About this exercise - Copy the entries below word for word, beginning at the start of the entries and stopping after the line that contains "box: [572, 85, 600, 110]", with both ends included. Leave the pictures out of your answer.

**********

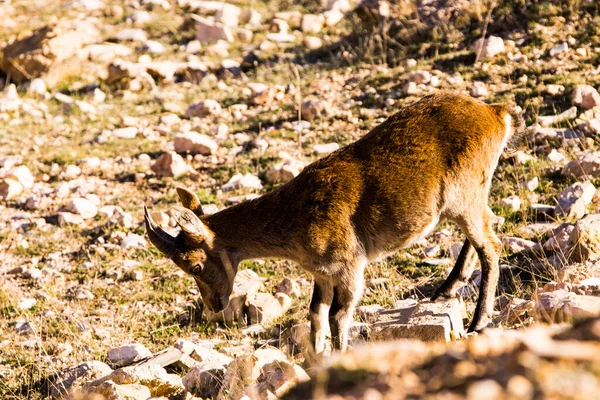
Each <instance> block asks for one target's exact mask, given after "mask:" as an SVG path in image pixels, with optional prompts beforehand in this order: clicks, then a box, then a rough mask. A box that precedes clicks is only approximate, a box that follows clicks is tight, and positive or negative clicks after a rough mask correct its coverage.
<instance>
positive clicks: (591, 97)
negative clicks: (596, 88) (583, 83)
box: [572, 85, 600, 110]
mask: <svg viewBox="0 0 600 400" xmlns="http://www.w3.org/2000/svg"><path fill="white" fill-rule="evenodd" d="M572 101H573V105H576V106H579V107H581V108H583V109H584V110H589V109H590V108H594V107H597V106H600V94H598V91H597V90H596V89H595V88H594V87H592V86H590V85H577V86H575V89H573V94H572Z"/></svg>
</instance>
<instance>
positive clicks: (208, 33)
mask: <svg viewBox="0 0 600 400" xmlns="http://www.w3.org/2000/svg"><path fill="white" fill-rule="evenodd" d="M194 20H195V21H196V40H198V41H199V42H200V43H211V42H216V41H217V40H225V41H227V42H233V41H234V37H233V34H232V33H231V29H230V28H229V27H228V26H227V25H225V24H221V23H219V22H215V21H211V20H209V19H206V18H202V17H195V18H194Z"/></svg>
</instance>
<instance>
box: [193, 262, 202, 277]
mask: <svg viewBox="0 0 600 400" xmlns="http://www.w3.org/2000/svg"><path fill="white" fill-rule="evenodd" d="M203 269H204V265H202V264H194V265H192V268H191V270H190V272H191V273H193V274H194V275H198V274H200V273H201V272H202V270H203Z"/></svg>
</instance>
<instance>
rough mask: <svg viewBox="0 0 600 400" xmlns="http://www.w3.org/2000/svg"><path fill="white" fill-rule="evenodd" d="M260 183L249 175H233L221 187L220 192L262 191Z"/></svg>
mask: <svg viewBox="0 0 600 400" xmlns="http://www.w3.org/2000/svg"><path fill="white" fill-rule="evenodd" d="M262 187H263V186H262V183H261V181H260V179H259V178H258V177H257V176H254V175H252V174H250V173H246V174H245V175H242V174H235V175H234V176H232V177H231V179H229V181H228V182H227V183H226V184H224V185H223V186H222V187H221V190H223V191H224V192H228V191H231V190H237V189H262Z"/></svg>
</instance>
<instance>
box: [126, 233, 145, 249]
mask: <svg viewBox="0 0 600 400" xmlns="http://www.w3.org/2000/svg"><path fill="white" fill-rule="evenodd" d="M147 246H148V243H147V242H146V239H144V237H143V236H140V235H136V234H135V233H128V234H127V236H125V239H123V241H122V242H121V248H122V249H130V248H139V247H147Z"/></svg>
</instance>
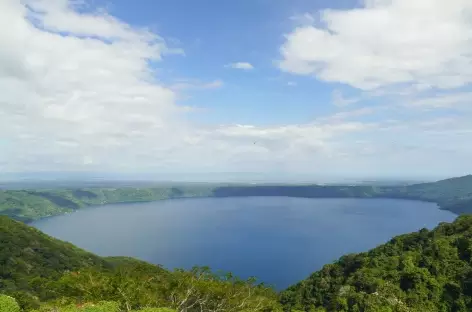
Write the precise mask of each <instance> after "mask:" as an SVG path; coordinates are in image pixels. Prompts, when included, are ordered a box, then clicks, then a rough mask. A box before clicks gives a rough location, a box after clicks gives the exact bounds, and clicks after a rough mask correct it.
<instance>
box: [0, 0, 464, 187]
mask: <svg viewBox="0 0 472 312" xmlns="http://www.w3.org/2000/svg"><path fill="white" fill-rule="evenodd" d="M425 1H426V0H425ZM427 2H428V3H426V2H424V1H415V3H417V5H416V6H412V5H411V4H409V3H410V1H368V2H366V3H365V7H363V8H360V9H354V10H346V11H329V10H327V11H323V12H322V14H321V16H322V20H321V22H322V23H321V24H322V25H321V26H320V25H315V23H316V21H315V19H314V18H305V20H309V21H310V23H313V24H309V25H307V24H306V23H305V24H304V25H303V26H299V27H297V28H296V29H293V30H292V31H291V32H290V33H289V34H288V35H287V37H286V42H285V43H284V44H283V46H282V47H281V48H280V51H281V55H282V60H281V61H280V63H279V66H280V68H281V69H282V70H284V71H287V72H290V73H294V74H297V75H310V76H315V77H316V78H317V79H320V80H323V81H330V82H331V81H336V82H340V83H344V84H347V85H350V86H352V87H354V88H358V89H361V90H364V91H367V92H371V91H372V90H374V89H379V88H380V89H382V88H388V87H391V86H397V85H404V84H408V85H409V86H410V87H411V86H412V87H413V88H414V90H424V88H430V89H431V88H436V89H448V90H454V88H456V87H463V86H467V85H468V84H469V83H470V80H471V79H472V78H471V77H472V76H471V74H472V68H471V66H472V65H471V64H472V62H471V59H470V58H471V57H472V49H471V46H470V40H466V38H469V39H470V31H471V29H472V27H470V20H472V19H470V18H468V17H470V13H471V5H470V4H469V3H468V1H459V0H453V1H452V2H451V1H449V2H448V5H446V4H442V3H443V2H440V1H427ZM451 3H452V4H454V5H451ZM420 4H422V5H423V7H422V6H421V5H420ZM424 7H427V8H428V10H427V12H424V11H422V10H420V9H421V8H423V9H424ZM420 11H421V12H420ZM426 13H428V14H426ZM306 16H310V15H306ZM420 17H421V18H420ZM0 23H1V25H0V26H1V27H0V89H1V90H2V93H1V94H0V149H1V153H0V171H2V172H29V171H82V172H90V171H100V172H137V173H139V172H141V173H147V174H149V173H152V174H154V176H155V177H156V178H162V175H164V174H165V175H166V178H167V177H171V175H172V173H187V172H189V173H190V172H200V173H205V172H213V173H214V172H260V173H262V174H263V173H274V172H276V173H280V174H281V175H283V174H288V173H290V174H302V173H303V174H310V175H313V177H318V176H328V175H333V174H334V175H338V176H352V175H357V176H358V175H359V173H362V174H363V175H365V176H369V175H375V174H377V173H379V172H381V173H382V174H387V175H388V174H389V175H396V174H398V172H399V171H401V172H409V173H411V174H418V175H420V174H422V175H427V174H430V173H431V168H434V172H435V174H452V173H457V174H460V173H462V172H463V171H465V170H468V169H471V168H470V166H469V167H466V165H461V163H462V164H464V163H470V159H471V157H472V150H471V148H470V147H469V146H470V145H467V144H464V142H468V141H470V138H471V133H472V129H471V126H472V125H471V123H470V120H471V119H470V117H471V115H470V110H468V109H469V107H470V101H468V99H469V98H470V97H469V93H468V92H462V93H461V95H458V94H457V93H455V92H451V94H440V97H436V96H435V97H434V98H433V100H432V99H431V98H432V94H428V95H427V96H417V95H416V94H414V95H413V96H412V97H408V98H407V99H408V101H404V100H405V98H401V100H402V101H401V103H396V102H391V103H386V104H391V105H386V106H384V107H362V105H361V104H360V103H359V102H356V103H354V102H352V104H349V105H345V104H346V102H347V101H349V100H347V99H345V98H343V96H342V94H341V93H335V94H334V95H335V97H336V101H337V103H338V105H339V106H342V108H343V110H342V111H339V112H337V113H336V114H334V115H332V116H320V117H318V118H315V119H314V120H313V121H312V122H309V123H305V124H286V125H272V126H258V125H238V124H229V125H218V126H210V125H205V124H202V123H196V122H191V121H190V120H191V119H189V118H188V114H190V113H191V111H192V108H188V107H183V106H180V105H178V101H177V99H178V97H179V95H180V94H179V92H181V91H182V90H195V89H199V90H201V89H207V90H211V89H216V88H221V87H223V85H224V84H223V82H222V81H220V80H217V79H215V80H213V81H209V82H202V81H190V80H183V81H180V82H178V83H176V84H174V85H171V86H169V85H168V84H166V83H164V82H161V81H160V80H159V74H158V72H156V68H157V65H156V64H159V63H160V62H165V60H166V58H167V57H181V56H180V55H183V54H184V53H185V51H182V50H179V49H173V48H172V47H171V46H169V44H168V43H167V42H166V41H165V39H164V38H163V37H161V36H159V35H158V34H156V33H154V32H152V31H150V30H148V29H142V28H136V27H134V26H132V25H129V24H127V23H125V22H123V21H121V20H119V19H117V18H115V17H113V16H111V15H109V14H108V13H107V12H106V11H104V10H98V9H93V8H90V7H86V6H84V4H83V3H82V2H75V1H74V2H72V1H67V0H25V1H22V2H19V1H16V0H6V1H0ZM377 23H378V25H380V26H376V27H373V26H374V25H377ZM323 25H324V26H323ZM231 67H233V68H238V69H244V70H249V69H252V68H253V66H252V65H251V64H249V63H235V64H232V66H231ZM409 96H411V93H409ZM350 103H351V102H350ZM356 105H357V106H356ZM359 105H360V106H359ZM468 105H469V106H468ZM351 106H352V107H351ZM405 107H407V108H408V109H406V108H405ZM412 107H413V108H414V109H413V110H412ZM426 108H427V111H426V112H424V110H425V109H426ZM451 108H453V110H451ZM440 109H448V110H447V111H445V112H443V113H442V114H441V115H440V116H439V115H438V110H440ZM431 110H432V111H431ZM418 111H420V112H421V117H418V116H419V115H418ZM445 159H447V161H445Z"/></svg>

**********

Response -
Each <instance> block asks for one target's exact mask, given after "mask:" as an SVG path in image pixels, with optional prompts beforehand in this order: clicks, then a box, then a rough mask. A box that precedes clicks is only approximate, a box that follows clicks is tight, and positive or negative clicks after a rough mask correct its coverage.
<instance>
positive clicks: (591, 97)
negative clicks: (596, 88) (583, 83)
box: [572, 85, 600, 110]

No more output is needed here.